Source records

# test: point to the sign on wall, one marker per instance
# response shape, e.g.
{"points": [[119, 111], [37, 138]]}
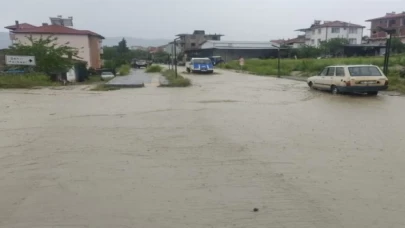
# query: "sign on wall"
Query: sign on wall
{"points": [[20, 60]]}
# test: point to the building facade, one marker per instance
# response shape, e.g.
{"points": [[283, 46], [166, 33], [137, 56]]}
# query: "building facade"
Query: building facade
{"points": [[395, 21], [194, 41], [319, 32], [87, 43]]}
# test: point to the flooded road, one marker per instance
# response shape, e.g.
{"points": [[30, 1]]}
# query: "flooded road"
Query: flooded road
{"points": [[203, 156]]}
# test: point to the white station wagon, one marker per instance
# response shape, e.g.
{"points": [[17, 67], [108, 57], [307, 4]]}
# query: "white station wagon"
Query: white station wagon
{"points": [[350, 79]]}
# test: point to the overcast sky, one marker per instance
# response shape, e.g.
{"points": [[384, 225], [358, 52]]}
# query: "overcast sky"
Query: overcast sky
{"points": [[242, 20]]}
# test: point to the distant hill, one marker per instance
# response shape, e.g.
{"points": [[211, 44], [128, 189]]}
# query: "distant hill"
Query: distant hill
{"points": [[4, 40], [132, 41]]}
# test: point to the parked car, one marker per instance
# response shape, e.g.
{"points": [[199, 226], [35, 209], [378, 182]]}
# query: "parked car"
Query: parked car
{"points": [[200, 65], [107, 75], [350, 79], [141, 63], [216, 60]]}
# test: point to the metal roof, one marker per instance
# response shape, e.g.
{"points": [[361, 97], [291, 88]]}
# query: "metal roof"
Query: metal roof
{"points": [[213, 44]]}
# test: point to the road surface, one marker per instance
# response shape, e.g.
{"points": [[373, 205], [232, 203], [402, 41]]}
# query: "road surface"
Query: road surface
{"points": [[203, 156], [136, 78]]}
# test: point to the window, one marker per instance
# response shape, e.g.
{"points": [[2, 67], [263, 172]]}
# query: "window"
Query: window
{"points": [[331, 71], [340, 71], [324, 72], [364, 71], [335, 30], [353, 30]]}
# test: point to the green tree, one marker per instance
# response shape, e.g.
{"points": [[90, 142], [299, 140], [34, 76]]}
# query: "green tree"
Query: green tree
{"points": [[50, 57], [334, 46], [397, 46], [122, 46]]}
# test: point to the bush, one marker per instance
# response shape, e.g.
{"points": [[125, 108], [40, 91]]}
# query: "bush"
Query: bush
{"points": [[124, 69], [25, 80], [180, 81], [153, 69]]}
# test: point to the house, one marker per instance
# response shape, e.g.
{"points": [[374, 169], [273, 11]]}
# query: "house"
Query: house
{"points": [[88, 43], [392, 20], [194, 41], [319, 32], [231, 50]]}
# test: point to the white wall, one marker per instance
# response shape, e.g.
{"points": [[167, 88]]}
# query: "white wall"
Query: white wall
{"points": [[81, 42], [323, 34]]}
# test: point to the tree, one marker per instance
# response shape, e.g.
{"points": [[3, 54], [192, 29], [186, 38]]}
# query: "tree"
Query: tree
{"points": [[50, 57], [122, 46], [334, 46], [397, 46]]}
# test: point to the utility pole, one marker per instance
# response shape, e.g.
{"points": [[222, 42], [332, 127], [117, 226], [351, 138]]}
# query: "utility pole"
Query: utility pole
{"points": [[175, 57], [278, 60], [390, 32]]}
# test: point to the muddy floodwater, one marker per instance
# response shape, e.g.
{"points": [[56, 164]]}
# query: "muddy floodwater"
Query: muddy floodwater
{"points": [[203, 156]]}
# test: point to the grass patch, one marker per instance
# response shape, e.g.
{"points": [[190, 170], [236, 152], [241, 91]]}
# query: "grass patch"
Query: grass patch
{"points": [[124, 69], [26, 81], [180, 81], [104, 87], [153, 69], [268, 67]]}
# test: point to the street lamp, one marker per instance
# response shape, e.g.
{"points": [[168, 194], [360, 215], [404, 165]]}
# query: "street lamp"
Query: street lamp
{"points": [[387, 47], [278, 59]]}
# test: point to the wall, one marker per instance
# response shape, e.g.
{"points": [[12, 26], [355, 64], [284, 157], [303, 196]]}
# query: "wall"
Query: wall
{"points": [[81, 42], [322, 34]]}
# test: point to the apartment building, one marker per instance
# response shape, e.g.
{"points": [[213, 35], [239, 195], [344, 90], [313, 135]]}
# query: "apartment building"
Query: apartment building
{"points": [[88, 43], [319, 32], [194, 41], [395, 21]]}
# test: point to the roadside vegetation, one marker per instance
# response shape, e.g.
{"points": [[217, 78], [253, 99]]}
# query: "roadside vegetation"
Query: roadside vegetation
{"points": [[174, 81], [104, 87], [25, 81], [153, 69], [124, 69]]}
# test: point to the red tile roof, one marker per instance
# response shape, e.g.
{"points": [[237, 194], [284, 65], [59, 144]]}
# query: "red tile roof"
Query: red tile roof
{"points": [[389, 16], [21, 26], [56, 29]]}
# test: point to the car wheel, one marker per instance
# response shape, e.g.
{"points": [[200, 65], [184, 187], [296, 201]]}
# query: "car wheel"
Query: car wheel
{"points": [[372, 93], [334, 90]]}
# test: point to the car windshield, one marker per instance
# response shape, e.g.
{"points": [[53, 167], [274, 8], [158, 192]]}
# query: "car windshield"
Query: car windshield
{"points": [[364, 71], [202, 61]]}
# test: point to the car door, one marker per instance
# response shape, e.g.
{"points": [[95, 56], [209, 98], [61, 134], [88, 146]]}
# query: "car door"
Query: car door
{"points": [[318, 80], [327, 80]]}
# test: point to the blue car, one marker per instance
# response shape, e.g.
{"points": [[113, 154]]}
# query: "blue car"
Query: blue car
{"points": [[201, 65]]}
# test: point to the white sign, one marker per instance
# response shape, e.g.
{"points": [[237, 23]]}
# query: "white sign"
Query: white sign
{"points": [[20, 60]]}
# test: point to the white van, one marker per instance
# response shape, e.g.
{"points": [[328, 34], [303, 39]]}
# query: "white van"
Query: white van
{"points": [[350, 79], [200, 65]]}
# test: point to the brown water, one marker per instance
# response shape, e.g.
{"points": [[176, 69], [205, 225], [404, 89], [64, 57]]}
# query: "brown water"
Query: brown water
{"points": [[203, 156]]}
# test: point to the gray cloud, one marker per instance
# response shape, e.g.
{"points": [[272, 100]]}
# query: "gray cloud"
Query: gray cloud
{"points": [[237, 19]]}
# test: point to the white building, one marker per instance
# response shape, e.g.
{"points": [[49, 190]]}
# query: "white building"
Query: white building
{"points": [[319, 32]]}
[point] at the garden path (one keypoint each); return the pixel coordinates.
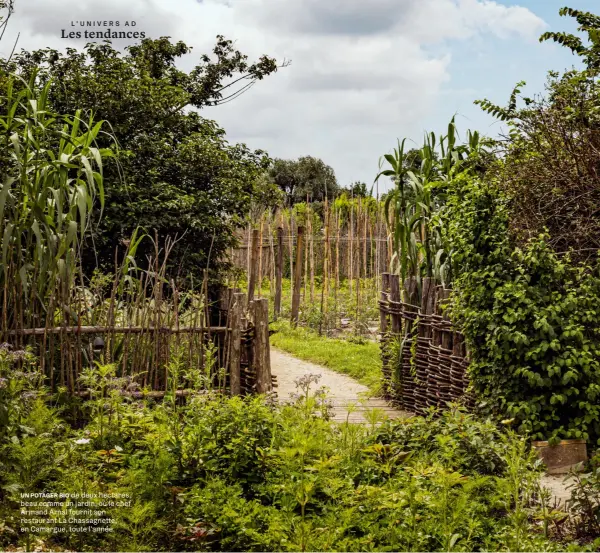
(349, 398)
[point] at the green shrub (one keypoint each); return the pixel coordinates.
(531, 320)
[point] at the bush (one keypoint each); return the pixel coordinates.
(531, 320)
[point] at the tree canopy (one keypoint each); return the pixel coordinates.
(175, 173)
(306, 177)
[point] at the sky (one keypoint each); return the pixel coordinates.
(362, 73)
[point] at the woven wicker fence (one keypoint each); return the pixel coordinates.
(424, 359)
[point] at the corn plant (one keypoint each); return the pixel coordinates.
(418, 195)
(51, 175)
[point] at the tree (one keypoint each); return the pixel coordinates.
(358, 189)
(552, 153)
(305, 177)
(176, 174)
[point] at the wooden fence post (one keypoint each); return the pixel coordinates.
(252, 277)
(278, 273)
(239, 301)
(261, 356)
(297, 277)
(394, 281)
(383, 316)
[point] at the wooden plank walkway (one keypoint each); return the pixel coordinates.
(348, 397)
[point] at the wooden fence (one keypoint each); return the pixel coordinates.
(232, 355)
(424, 359)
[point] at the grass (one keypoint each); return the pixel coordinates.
(361, 361)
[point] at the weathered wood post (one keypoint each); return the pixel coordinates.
(297, 277)
(262, 355)
(383, 316)
(239, 301)
(278, 273)
(252, 277)
(394, 281)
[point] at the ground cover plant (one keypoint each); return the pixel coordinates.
(235, 474)
(360, 359)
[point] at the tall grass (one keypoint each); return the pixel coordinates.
(51, 174)
(420, 178)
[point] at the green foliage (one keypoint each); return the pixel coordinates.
(305, 177)
(176, 174)
(589, 24)
(52, 176)
(359, 360)
(585, 498)
(420, 178)
(530, 319)
(229, 474)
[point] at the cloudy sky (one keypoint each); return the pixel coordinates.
(363, 73)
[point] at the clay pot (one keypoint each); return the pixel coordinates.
(563, 457)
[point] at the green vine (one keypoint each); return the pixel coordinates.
(531, 319)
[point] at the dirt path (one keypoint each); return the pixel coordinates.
(344, 391)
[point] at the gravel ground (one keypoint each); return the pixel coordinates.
(350, 401)
(349, 398)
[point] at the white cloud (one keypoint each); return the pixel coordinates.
(363, 72)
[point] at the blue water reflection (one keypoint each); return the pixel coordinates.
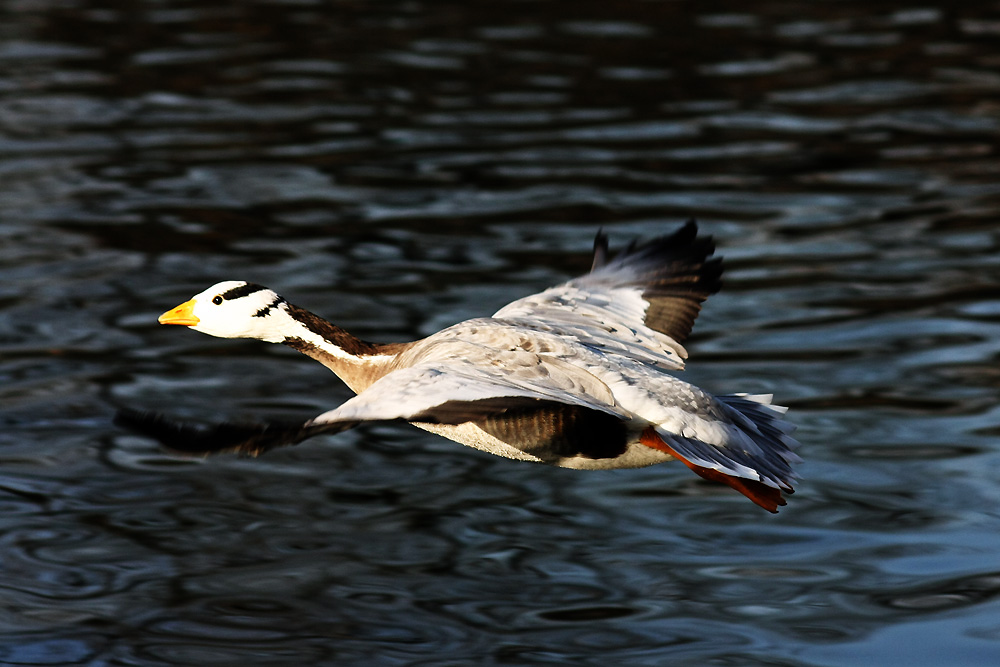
(398, 167)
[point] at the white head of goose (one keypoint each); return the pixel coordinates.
(575, 376)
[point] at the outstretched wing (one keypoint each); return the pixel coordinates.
(452, 391)
(642, 304)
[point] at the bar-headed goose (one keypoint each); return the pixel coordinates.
(577, 376)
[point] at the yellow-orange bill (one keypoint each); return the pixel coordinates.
(182, 314)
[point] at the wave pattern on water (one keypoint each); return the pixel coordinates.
(398, 167)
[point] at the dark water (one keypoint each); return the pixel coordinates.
(399, 166)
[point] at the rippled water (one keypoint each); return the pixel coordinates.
(399, 166)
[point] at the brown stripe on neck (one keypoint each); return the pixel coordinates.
(330, 332)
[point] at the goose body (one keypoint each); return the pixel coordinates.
(578, 376)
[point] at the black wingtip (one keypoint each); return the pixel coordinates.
(600, 250)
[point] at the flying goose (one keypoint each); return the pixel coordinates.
(577, 376)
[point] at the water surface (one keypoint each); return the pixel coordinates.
(400, 166)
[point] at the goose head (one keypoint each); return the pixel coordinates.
(235, 309)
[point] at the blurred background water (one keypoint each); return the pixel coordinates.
(402, 165)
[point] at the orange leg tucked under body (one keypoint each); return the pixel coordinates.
(766, 496)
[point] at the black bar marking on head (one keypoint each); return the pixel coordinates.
(266, 310)
(242, 291)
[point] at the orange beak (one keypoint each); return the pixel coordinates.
(182, 314)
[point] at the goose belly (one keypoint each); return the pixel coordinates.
(472, 436)
(635, 455)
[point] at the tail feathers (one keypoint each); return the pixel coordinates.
(757, 459)
(761, 494)
(248, 439)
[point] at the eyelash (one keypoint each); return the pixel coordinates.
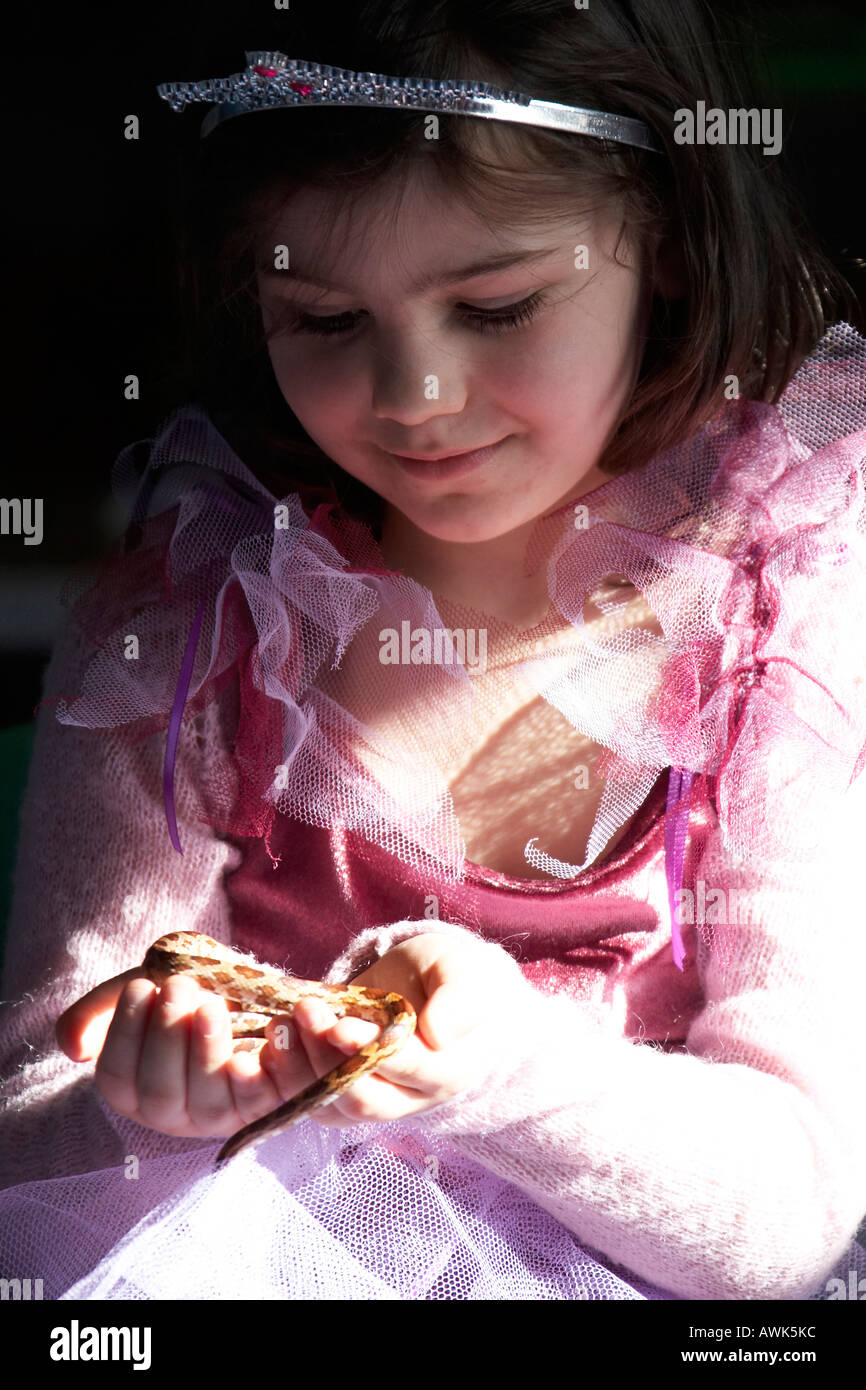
(484, 321)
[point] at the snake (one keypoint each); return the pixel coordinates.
(264, 991)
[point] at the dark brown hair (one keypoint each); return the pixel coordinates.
(755, 295)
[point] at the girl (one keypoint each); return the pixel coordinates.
(599, 833)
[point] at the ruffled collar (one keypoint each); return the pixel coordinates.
(745, 541)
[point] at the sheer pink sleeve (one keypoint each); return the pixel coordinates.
(96, 881)
(733, 1171)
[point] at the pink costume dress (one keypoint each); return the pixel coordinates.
(674, 1109)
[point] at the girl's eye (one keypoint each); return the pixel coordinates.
(481, 320)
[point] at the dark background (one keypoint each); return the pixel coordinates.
(89, 249)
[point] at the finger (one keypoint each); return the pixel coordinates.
(209, 1094)
(81, 1029)
(253, 1090)
(117, 1065)
(163, 1065)
(455, 1007)
(313, 1020)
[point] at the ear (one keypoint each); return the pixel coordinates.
(669, 270)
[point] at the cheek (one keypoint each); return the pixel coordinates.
(314, 392)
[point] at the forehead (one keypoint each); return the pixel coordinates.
(406, 227)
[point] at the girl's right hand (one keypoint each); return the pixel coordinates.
(166, 1057)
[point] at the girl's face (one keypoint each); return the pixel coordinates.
(410, 350)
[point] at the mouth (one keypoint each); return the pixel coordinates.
(448, 466)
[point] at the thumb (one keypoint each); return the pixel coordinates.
(451, 1012)
(81, 1029)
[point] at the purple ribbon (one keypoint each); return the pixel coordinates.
(174, 726)
(676, 830)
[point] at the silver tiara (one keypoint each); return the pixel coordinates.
(274, 81)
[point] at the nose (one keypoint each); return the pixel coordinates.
(413, 380)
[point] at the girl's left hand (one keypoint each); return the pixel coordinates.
(464, 994)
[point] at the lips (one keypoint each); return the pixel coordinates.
(435, 469)
(444, 458)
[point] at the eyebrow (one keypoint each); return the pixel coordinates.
(435, 278)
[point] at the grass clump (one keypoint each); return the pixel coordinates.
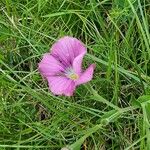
(112, 111)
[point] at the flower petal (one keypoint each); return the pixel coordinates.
(86, 76)
(66, 49)
(61, 85)
(77, 63)
(50, 66)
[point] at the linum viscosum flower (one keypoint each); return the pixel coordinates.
(62, 67)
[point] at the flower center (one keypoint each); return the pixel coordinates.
(71, 74)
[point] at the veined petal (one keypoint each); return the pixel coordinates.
(49, 66)
(67, 48)
(77, 63)
(59, 85)
(86, 76)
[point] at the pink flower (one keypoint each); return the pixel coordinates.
(62, 67)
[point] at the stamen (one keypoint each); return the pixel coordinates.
(71, 74)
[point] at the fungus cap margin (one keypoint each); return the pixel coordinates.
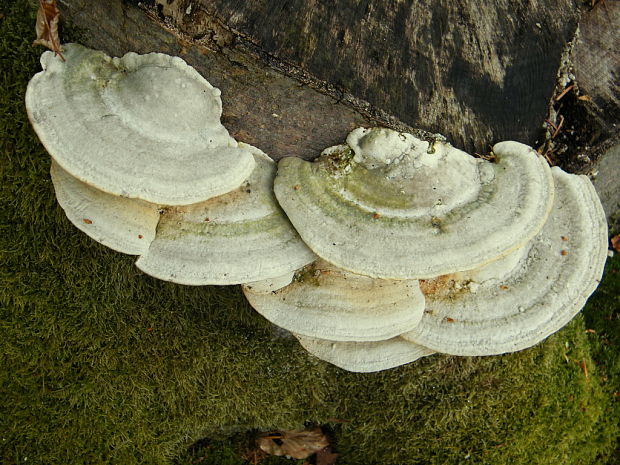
(140, 126)
(239, 237)
(546, 288)
(370, 221)
(125, 225)
(365, 357)
(329, 303)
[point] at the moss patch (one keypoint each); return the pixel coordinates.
(102, 364)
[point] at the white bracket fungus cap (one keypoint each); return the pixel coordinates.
(141, 126)
(125, 225)
(539, 290)
(365, 357)
(238, 237)
(389, 205)
(329, 303)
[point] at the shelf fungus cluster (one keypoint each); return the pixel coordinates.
(385, 249)
(142, 164)
(424, 248)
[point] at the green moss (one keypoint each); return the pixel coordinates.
(102, 364)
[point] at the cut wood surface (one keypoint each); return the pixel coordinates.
(296, 75)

◆ Task to carry out ◆
Here the job is to retype exactly the lines that start at the one containing "[point] at the veined" and run through the end of the records above, leaving out pictures.

◆ Task solution ◆
[point] at the veined petal (one keypoint each); return the pixel coordinates.
(49, 66)
(67, 48)
(77, 63)
(59, 85)
(86, 76)
[point] at the pink flower (one keypoint each); return the pixel coordinates.
(62, 67)
[point] at the stamen (one keypoint each); return the pixel coordinates.
(71, 74)
[point] at the fungus cap margin (one keypoint each); return the pixel coordinates.
(140, 126)
(239, 237)
(546, 288)
(370, 221)
(125, 225)
(365, 357)
(329, 303)
[point] at the moss patch (one keypoint each); return the pixel coordinates.
(102, 364)
[point] at the white bracket fungus cap (one keypoint each); return the pixel coordinates.
(141, 126)
(125, 225)
(539, 290)
(365, 357)
(238, 237)
(389, 205)
(329, 303)
[point] at the shelf fungus cluster (one keypoint each); return the pixel coordinates.
(385, 249)
(142, 164)
(424, 248)
[point] at the green moss (one keypoint each); return the pixel coordinates.
(102, 364)
[point] at the cut wood surface (one keypoint each); return the pixel coordinates.
(296, 75)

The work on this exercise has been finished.